MATERIAL FOR THE TASK –
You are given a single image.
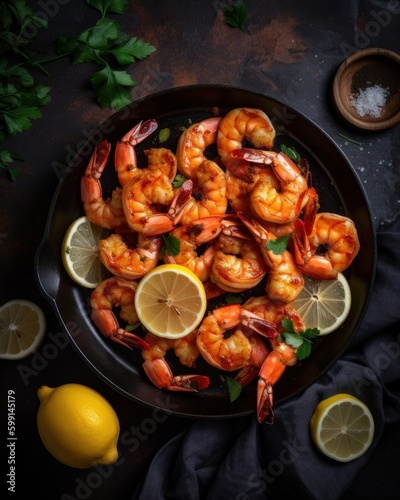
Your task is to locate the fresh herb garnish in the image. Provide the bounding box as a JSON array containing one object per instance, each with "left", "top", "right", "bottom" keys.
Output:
[
  {"left": 225, "top": 293, "right": 242, "bottom": 304},
  {"left": 265, "top": 234, "right": 292, "bottom": 255},
  {"left": 57, "top": 0, "right": 155, "bottom": 109},
  {"left": 281, "top": 144, "right": 301, "bottom": 163},
  {"left": 224, "top": 0, "right": 249, "bottom": 35},
  {"left": 280, "top": 318, "right": 319, "bottom": 361},
  {"left": 226, "top": 376, "right": 242, "bottom": 403},
  {"left": 160, "top": 234, "right": 181, "bottom": 258}
]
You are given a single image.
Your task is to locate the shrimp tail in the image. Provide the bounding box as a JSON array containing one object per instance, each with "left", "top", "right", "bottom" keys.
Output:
[{"left": 241, "top": 309, "right": 279, "bottom": 339}]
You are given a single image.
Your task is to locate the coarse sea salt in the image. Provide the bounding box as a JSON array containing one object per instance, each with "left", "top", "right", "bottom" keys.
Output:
[{"left": 350, "top": 85, "right": 389, "bottom": 118}]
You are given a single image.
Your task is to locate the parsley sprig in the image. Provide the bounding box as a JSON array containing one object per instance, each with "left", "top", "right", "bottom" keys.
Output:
[
  {"left": 0, "top": 0, "right": 155, "bottom": 180},
  {"left": 224, "top": 0, "right": 249, "bottom": 35},
  {"left": 280, "top": 318, "right": 319, "bottom": 361}
]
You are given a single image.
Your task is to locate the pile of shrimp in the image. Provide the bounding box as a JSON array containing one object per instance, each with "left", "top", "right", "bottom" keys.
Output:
[{"left": 81, "top": 108, "right": 359, "bottom": 422}]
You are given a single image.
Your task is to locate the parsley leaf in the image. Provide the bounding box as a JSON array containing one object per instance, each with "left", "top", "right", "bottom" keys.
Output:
[
  {"left": 280, "top": 318, "right": 319, "bottom": 361},
  {"left": 226, "top": 377, "right": 242, "bottom": 403},
  {"left": 0, "top": 150, "right": 23, "bottom": 181},
  {"left": 0, "top": 0, "right": 156, "bottom": 180},
  {"left": 224, "top": 0, "right": 249, "bottom": 34},
  {"left": 265, "top": 234, "right": 292, "bottom": 255}
]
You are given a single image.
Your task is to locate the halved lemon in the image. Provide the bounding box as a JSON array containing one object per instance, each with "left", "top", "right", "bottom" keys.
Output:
[
  {"left": 310, "top": 394, "right": 375, "bottom": 462},
  {"left": 61, "top": 216, "right": 110, "bottom": 288},
  {"left": 135, "top": 264, "right": 207, "bottom": 339},
  {"left": 292, "top": 273, "right": 351, "bottom": 335},
  {"left": 0, "top": 299, "right": 46, "bottom": 359}
]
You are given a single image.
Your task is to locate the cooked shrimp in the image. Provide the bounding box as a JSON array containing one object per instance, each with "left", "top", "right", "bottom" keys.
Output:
[
  {"left": 257, "top": 340, "right": 297, "bottom": 424},
  {"left": 144, "top": 148, "right": 177, "bottom": 181},
  {"left": 238, "top": 212, "right": 304, "bottom": 303},
  {"left": 232, "top": 149, "right": 308, "bottom": 223},
  {"left": 114, "top": 120, "right": 158, "bottom": 186},
  {"left": 210, "top": 234, "right": 268, "bottom": 292},
  {"left": 142, "top": 331, "right": 210, "bottom": 392},
  {"left": 99, "top": 233, "right": 162, "bottom": 280},
  {"left": 294, "top": 212, "right": 360, "bottom": 279},
  {"left": 176, "top": 117, "right": 221, "bottom": 179},
  {"left": 197, "top": 304, "right": 278, "bottom": 371},
  {"left": 217, "top": 108, "right": 276, "bottom": 182},
  {"left": 181, "top": 160, "right": 228, "bottom": 224},
  {"left": 243, "top": 296, "right": 304, "bottom": 423},
  {"left": 90, "top": 277, "right": 149, "bottom": 349},
  {"left": 81, "top": 141, "right": 127, "bottom": 229},
  {"left": 122, "top": 170, "right": 192, "bottom": 236},
  {"left": 163, "top": 217, "right": 222, "bottom": 283}
]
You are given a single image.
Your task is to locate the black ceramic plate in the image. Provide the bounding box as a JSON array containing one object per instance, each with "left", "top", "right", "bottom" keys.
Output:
[{"left": 35, "top": 86, "right": 376, "bottom": 418}]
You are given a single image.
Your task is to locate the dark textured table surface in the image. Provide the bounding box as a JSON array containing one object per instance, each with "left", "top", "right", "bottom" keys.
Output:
[{"left": 0, "top": 0, "right": 400, "bottom": 500}]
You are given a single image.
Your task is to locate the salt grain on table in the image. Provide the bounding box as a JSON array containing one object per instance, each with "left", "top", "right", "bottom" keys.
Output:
[{"left": 350, "top": 85, "right": 389, "bottom": 118}]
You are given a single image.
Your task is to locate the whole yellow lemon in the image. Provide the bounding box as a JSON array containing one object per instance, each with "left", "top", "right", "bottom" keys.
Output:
[{"left": 37, "top": 384, "right": 119, "bottom": 469}]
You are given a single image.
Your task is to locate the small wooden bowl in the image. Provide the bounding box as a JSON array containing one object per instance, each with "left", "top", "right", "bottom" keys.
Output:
[{"left": 332, "top": 48, "right": 400, "bottom": 131}]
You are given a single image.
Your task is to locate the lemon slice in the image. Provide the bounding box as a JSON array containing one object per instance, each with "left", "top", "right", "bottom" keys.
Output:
[
  {"left": 135, "top": 264, "right": 207, "bottom": 339},
  {"left": 0, "top": 299, "right": 46, "bottom": 359},
  {"left": 292, "top": 273, "right": 351, "bottom": 335},
  {"left": 61, "top": 216, "right": 109, "bottom": 288},
  {"left": 310, "top": 394, "right": 375, "bottom": 462}
]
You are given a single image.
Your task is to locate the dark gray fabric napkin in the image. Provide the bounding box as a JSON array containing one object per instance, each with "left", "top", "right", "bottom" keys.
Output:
[{"left": 132, "top": 217, "right": 400, "bottom": 500}]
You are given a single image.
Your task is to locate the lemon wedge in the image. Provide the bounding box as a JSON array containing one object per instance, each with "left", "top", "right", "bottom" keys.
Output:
[
  {"left": 135, "top": 264, "right": 207, "bottom": 339},
  {"left": 291, "top": 273, "right": 351, "bottom": 335},
  {"left": 0, "top": 299, "right": 46, "bottom": 359},
  {"left": 310, "top": 394, "right": 375, "bottom": 462},
  {"left": 61, "top": 216, "right": 109, "bottom": 288}
]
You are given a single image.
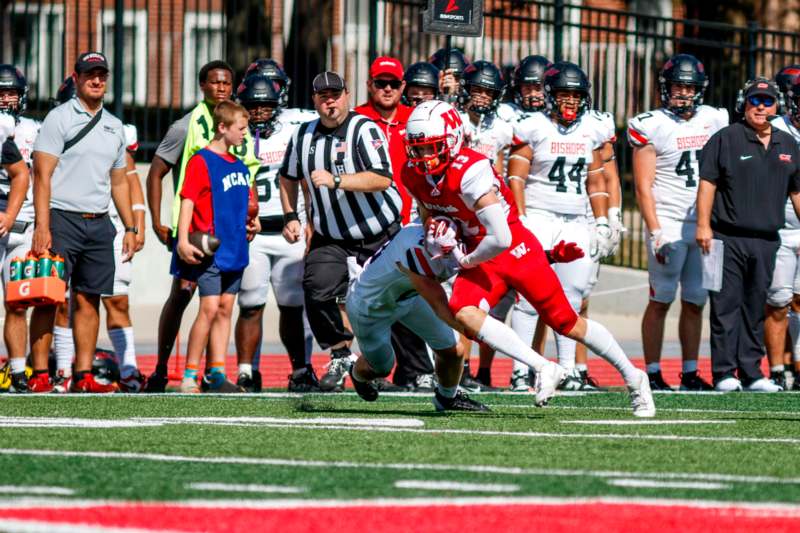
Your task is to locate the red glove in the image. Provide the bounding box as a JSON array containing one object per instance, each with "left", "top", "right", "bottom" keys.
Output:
[{"left": 550, "top": 241, "right": 584, "bottom": 263}]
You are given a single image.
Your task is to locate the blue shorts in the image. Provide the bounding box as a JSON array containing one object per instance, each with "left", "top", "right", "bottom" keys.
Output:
[{"left": 170, "top": 251, "right": 244, "bottom": 297}]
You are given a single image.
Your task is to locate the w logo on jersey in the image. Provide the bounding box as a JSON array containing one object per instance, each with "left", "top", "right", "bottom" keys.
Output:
[{"left": 511, "top": 242, "right": 530, "bottom": 259}]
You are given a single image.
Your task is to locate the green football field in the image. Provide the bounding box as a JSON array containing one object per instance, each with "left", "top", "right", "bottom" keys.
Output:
[{"left": 0, "top": 392, "right": 800, "bottom": 530}]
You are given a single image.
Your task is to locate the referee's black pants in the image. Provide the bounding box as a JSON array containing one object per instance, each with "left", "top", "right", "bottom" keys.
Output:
[
  {"left": 710, "top": 231, "right": 780, "bottom": 385},
  {"left": 303, "top": 226, "right": 433, "bottom": 378}
]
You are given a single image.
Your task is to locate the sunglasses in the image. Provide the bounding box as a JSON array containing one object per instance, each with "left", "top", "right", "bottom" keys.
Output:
[
  {"left": 372, "top": 80, "right": 403, "bottom": 91},
  {"left": 747, "top": 94, "right": 775, "bottom": 107}
]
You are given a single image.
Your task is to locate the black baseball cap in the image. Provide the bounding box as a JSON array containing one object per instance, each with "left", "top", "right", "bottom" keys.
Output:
[
  {"left": 75, "top": 52, "right": 111, "bottom": 74},
  {"left": 311, "top": 71, "right": 347, "bottom": 93}
]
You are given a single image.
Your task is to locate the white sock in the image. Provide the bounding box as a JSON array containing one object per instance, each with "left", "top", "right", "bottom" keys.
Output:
[
  {"left": 511, "top": 307, "right": 539, "bottom": 372},
  {"left": 8, "top": 357, "right": 25, "bottom": 374},
  {"left": 583, "top": 318, "right": 639, "bottom": 386},
  {"left": 108, "top": 326, "right": 137, "bottom": 378},
  {"left": 53, "top": 326, "right": 75, "bottom": 377},
  {"left": 478, "top": 315, "right": 548, "bottom": 372},
  {"left": 556, "top": 333, "right": 578, "bottom": 370}
]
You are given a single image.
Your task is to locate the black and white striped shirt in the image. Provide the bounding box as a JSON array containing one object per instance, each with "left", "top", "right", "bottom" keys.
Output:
[{"left": 281, "top": 112, "right": 402, "bottom": 240}]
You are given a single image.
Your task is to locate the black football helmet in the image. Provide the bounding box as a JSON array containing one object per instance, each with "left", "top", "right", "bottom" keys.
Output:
[
  {"left": 403, "top": 61, "right": 439, "bottom": 105},
  {"left": 459, "top": 59, "right": 506, "bottom": 115},
  {"left": 428, "top": 48, "right": 469, "bottom": 78},
  {"left": 244, "top": 59, "right": 292, "bottom": 107},
  {"left": 236, "top": 74, "right": 281, "bottom": 135},
  {"left": 658, "top": 54, "right": 708, "bottom": 115},
  {"left": 0, "top": 65, "right": 28, "bottom": 118},
  {"left": 775, "top": 65, "right": 800, "bottom": 94},
  {"left": 512, "top": 55, "right": 553, "bottom": 111},
  {"left": 544, "top": 61, "right": 592, "bottom": 123}
]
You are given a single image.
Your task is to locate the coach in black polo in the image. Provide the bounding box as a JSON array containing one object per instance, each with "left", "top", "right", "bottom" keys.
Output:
[
  {"left": 696, "top": 78, "right": 800, "bottom": 392},
  {"left": 280, "top": 72, "right": 402, "bottom": 391}
]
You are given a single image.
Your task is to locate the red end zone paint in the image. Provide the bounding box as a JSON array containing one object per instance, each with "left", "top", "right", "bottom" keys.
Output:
[{"left": 6, "top": 500, "right": 800, "bottom": 533}]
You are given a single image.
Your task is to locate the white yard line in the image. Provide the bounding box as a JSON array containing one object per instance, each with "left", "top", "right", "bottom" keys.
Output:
[
  {"left": 394, "top": 479, "right": 519, "bottom": 493},
  {"left": 559, "top": 419, "right": 736, "bottom": 426},
  {"left": 184, "top": 483, "right": 306, "bottom": 494},
  {"left": 606, "top": 479, "right": 731, "bottom": 490},
  {"left": 0, "top": 449, "right": 800, "bottom": 485}
]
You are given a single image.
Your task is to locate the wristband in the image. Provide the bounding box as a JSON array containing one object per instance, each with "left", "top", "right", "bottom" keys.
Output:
[{"left": 283, "top": 211, "right": 300, "bottom": 226}]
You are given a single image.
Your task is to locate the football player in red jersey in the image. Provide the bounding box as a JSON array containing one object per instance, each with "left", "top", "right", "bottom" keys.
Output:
[{"left": 402, "top": 101, "right": 655, "bottom": 417}]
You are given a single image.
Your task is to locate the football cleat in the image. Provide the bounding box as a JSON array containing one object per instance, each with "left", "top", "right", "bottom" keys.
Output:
[
  {"left": 319, "top": 356, "right": 353, "bottom": 392},
  {"left": 347, "top": 366, "right": 378, "bottom": 402},
  {"left": 28, "top": 372, "right": 53, "bottom": 393},
  {"left": 288, "top": 365, "right": 320, "bottom": 392},
  {"left": 433, "top": 389, "right": 491, "bottom": 413},
  {"left": 678, "top": 372, "right": 714, "bottom": 392},
  {"left": 628, "top": 370, "right": 656, "bottom": 418},
  {"left": 533, "top": 361, "right": 567, "bottom": 407},
  {"left": 142, "top": 372, "right": 169, "bottom": 392},
  {"left": 69, "top": 372, "right": 117, "bottom": 394},
  {"left": 647, "top": 370, "right": 674, "bottom": 392},
  {"left": 511, "top": 369, "right": 531, "bottom": 392},
  {"left": 119, "top": 368, "right": 145, "bottom": 393}
]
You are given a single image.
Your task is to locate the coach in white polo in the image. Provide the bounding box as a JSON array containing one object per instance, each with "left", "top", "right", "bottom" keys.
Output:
[{"left": 31, "top": 52, "right": 138, "bottom": 392}]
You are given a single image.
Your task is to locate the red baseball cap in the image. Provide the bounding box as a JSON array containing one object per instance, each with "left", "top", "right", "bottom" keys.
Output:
[{"left": 369, "top": 56, "right": 403, "bottom": 80}]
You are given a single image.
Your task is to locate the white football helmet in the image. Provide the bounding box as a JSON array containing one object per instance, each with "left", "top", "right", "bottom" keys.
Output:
[{"left": 406, "top": 100, "right": 464, "bottom": 174}]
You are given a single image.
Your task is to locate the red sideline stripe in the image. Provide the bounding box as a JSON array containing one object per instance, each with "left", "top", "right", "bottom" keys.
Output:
[{"left": 6, "top": 501, "right": 800, "bottom": 533}]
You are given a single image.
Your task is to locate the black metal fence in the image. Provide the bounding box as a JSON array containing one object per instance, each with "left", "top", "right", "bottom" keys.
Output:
[{"left": 0, "top": 0, "right": 800, "bottom": 268}]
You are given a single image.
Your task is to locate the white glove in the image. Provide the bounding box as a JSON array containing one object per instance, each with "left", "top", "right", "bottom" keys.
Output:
[
  {"left": 650, "top": 228, "right": 674, "bottom": 265},
  {"left": 589, "top": 217, "right": 614, "bottom": 260},
  {"left": 608, "top": 207, "right": 628, "bottom": 255}
]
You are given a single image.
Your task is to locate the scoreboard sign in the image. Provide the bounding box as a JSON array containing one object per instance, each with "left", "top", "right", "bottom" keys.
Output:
[{"left": 422, "top": 0, "right": 483, "bottom": 37}]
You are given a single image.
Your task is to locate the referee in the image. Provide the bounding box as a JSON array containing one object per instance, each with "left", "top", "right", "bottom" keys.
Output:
[
  {"left": 696, "top": 78, "right": 800, "bottom": 392},
  {"left": 280, "top": 72, "right": 402, "bottom": 391}
]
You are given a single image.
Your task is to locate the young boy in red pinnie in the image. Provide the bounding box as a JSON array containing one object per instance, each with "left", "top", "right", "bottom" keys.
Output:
[{"left": 172, "top": 101, "right": 260, "bottom": 392}]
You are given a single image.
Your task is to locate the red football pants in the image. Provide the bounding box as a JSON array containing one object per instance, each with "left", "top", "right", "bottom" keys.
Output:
[{"left": 450, "top": 222, "right": 578, "bottom": 335}]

TASK PROMPT – Count the lines in the items above that contain the word "ceramic". Reply with the number alone.

THE RESPONSE – 1